• _What you will do_: Render the stretch of the data below from the line containing "User intent: tap on the stone facade." through the line containing "[132,423,180,455]" as a numbered list, including both end lines. Skip blank lines, and leave out every line outside that stretch.

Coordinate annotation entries
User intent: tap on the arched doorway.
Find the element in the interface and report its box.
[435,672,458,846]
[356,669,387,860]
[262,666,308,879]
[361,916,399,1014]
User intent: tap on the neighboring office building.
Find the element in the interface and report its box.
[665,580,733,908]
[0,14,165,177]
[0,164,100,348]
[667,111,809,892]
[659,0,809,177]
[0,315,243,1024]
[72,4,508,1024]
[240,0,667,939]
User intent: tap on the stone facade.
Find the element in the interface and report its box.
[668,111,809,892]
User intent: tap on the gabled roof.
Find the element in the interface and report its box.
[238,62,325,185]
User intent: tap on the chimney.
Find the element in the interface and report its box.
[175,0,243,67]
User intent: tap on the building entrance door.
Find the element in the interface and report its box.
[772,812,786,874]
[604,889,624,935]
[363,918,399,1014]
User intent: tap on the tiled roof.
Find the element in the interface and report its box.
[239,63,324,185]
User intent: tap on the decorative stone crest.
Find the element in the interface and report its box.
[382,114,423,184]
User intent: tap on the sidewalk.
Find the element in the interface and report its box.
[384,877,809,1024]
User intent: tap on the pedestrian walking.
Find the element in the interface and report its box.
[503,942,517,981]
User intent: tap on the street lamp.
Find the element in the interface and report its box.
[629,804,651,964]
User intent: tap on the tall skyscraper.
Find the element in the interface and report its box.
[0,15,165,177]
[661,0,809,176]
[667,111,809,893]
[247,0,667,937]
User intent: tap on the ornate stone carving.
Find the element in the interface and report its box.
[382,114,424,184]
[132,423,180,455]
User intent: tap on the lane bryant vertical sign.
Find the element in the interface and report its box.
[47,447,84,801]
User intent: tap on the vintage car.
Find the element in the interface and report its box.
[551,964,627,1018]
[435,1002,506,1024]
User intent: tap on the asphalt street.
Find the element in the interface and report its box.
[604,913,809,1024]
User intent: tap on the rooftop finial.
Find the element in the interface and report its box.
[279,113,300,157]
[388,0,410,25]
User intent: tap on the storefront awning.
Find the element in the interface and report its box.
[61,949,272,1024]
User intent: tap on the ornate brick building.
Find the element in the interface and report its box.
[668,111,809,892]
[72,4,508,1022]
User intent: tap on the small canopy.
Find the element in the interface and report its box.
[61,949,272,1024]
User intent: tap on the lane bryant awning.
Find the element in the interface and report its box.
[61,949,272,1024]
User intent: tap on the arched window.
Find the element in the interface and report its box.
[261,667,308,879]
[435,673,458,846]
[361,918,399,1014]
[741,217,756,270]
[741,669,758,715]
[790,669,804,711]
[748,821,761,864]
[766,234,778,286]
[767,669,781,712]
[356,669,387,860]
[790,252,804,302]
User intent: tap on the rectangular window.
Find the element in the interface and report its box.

• _Exercise solution_:
1. User intent: tap on the stone facade.
2. Find the element in the interface and report its box.
3. [668,111,809,892]
4. User intent: tap on the gabled roof.
5. Find the element in the interface and report its box.
6. [238,62,325,185]
7. User intent: tap on the chimney.
8. Find the element in the interface and report its box.
9. [175,0,243,67]
10. User intent: tap on the building entrance door.
11. Find the element in the interface and report its box.
12. [772,812,786,874]
13. [604,889,624,935]
14. [363,918,399,1014]
15. User intent: tap on the tiled roof.
16. Find the element in the interface and report its box.
17. [239,63,324,185]
18. User intent: tap on the decorative stone crest.
19. Find the element in the interface and report its box.
20. [382,114,423,184]
21. User intent: tap on the sidewalk.
22. Find the element in the interface and report its box.
23. [384,877,809,1024]
24. User intent: tap on the pedestrian walking.
25. Find the element in the interface and report its box.
26. [503,942,517,981]
27. User intent: tap on the street lamp.
28. Find the element in the interface and report its box.
29. [629,804,651,964]
30. User intent: tap on the tall skyscraper.
31. Find the element in the interface and report its box.
32. [0,15,165,177]
33. [661,0,809,176]
34. [667,111,809,893]
35. [247,0,667,937]
36. User intent: tap on the ornate stone carving.
37. Find the element in the interface and report its box.
38. [382,114,424,184]
39. [132,423,180,455]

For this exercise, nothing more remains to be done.